PASAJE CITADO>
========================================

Foto de Andre Bulber

La ruta adelante. Adelante
hacia el vacío. Las horas atrás. Atrás junto con la maquinaria insidiosamente
claustrofóbica de la ciudad. La noche arriba (…). 

Sacudiendo los árboles,
manoseando las ojeras, atiborrando el cuerpo con sigilo y ansiedad, la noche
arriba, flameando entre las estrellas como un emblema icónico de libertad. La
ruta, las horas, la noche… y en todos lados, el silencio. ¡Otra vez
desafiándome! ¡Otra vez amordazándome en las orillas de un abismo! ¡Y otra vez
yo, cayendo en este segmento autista de la realidad! ¡Otra vez en este
paréntesis maldito de silencio y su maldita intencionalidad! Me acerqué a la
moto. La rueda trasera denunciaba un camino polvoriento.

========================================

Copia de nuevo el pasaje citado entre "La ruta adelante." y "un camino polvoriento.", ambos incluidos, y sustituye "moto" por "camioneta".

EXTRACTO DE ORIGEN>
========================================

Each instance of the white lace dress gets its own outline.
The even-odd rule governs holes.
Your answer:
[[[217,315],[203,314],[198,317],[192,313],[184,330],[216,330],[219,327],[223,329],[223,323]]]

========================================

SOLUCIÓN DEL EJERCICIO>
La ruta adelante. Adelante
hacia el vacío. Las horas atrás. Atrás junto con la maquinaria insidiosamente
claustrofóbica de la ciudad. La noche arriba (…). 

Sacudiendo los árboles,
manoseando las ojeras, atiborrando el cuerpo con sigilo y ansiedad, la noche
arriba, flameando entre las estrellas como un emblema icónico de libertad. La
ruta, las horas, la noche… y en todos lados, el silencio. ¡Otra vez
desafiándome! ¡Otra vez amordazándome en las orillas de un abismo! ¡Y otra vez
yo, cayendo en este segmento autista de la realidad! ¡Otra vez en este
paréntesis maldito de silencio y su maldita intencionalidad! Me acerqué a la
camioneta. La rueda trasera denunciaba un camino polvoriento.